# [WORK REQUIRED]
From the line that holds "TARGET = yellow hard hat" to the last line of the data, copy everything exactly; leave out all the rest.

# [ENTRIES PROVIDED]
---
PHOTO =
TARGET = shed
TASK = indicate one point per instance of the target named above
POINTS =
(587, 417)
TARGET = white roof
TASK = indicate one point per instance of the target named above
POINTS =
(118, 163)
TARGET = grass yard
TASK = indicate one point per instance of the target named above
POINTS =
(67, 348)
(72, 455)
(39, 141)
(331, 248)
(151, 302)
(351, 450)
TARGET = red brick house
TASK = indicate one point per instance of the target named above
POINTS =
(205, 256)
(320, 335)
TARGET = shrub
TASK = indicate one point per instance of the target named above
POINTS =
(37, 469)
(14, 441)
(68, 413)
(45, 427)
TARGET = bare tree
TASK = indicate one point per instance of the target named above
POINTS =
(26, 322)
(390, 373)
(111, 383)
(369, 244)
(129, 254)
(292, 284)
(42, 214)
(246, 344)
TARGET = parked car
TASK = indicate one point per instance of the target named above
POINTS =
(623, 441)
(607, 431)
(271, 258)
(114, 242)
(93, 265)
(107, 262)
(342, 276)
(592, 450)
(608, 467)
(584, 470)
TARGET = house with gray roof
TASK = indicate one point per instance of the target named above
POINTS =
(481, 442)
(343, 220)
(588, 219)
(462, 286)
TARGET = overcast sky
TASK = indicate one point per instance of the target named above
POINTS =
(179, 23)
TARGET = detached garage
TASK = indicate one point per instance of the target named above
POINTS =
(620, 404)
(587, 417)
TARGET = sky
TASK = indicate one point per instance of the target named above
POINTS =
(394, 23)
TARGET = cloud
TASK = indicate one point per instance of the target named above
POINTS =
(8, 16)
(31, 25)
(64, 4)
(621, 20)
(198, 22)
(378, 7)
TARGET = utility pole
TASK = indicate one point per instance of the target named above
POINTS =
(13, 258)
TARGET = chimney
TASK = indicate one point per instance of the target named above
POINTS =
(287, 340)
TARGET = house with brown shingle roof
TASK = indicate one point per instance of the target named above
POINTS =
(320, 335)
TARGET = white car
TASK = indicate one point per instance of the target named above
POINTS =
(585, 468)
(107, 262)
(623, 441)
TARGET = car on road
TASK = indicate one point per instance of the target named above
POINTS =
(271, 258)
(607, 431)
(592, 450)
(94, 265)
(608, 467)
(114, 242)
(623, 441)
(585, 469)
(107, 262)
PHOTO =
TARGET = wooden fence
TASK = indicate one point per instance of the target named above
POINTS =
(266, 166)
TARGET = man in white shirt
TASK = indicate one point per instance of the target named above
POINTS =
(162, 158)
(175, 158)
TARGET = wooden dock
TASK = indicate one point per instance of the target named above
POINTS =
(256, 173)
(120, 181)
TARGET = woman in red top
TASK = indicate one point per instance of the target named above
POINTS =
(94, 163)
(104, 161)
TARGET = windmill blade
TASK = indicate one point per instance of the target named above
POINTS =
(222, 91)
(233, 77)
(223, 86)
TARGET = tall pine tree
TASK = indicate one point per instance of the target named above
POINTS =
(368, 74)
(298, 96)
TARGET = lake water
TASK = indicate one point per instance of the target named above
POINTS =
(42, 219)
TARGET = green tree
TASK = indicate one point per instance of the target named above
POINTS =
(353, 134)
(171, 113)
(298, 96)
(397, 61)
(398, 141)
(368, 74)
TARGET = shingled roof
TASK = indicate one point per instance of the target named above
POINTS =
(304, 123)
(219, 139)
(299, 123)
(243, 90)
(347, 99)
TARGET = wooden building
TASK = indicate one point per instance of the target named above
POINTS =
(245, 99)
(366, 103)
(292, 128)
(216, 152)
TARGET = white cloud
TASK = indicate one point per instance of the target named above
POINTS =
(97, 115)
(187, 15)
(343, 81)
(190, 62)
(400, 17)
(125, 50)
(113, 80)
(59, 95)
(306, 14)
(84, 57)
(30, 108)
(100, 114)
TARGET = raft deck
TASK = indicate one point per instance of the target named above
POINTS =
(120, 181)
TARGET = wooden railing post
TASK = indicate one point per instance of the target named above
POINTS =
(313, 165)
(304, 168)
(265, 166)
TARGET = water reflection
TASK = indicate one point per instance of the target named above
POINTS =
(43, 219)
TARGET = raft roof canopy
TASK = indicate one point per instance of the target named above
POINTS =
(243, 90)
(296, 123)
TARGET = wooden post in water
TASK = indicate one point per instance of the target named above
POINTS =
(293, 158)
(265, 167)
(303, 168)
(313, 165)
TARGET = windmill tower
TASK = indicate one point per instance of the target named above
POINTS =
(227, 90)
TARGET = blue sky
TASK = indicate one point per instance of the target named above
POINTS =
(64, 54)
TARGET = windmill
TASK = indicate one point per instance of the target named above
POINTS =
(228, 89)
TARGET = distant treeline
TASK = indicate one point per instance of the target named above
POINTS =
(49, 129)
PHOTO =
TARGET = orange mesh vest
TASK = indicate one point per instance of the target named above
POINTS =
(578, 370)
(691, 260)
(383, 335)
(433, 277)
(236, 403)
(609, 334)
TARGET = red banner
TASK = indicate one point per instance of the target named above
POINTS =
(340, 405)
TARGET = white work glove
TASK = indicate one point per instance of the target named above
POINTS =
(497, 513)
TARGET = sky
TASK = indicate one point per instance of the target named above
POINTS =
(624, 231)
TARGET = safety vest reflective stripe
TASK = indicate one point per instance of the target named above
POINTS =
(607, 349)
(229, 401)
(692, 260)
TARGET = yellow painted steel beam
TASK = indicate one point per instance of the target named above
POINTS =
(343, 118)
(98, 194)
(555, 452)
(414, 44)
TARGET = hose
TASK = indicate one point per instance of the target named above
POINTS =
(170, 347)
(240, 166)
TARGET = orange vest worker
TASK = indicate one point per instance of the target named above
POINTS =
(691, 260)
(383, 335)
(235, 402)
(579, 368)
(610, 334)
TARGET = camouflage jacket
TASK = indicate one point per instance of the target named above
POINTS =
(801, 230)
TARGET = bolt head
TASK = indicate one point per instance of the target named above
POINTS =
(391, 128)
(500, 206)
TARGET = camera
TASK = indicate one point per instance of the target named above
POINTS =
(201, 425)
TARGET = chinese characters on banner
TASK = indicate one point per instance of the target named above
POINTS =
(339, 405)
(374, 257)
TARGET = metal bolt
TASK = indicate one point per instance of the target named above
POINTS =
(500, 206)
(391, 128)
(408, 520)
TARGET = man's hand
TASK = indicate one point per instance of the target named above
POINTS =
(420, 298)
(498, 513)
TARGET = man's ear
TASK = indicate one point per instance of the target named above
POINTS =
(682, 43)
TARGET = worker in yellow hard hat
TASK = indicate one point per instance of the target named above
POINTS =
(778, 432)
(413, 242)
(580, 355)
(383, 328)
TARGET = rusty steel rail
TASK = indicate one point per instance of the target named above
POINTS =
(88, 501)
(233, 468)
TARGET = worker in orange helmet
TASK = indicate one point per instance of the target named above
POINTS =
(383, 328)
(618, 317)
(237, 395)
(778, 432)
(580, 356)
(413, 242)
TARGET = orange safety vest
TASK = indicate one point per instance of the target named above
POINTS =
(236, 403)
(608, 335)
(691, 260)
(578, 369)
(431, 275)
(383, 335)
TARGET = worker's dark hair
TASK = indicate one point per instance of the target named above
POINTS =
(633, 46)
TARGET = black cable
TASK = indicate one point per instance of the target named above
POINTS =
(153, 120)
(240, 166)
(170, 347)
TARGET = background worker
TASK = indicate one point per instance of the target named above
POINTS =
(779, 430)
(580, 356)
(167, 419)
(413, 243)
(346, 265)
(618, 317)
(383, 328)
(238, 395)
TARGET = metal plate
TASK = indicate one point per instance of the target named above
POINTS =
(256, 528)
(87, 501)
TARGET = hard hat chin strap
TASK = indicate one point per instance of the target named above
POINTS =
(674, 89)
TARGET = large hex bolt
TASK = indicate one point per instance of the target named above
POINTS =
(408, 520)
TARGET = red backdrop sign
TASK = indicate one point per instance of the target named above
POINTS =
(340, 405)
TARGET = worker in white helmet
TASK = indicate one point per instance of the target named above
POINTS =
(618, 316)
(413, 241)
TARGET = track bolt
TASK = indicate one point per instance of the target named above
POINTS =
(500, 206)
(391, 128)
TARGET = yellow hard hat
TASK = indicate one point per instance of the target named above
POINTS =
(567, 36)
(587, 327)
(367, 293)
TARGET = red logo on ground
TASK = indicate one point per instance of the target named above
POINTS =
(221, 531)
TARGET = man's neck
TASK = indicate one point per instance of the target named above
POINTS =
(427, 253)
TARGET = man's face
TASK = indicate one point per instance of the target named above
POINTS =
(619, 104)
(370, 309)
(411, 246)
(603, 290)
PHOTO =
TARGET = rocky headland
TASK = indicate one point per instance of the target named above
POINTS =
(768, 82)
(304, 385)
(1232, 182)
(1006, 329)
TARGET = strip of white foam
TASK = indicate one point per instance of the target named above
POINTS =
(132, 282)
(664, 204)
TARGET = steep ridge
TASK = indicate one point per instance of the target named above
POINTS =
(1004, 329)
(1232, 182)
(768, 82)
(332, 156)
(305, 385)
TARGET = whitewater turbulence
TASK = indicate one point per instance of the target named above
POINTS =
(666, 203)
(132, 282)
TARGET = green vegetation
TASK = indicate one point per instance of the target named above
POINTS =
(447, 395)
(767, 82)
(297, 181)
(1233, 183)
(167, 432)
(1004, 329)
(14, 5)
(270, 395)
---
# [SOLUTION FOR THIS EXERCISE]
TARGET = yellow hard hat
TASK = indicate one point per instance of the target named above
POINTS =
(567, 36)
(587, 327)
(367, 293)
TARGET = red logo on ground
TASK = indicate one point per instance of the target named above
POINTS =
(221, 531)
TARGET = man's neck
TASK = indicate one point per instance of the target named above
POINTS =
(427, 253)
TARGET = man's face
TASK = indicate one point per instance of the target named above
POINTS =
(619, 104)
(370, 309)
(411, 246)
(603, 290)
PHOTO =
TARGET = rocky headland
TASK = indicate one point per instance of the target named above
POINTS =
(768, 82)
(304, 385)
(1232, 182)
(1006, 329)
TARGET = strip of white foam
TASK = indicate one point per instance of the target named above
POINTS =
(132, 282)
(664, 204)
TARGET = steep ridge
TASK = indicate one point per instance of the target named above
POINTS =
(1004, 329)
(1232, 182)
(768, 82)
(332, 156)
(305, 385)
TARGET = whitewater turbulence
TASK = indicate one point per instance of the target named above
POINTS =
(666, 203)
(132, 282)
TARGET = green vegetation
TASK = indicate one point per instance of the target named above
POINTS =
(447, 395)
(767, 82)
(297, 181)
(1233, 183)
(167, 432)
(1004, 329)
(14, 5)
(270, 395)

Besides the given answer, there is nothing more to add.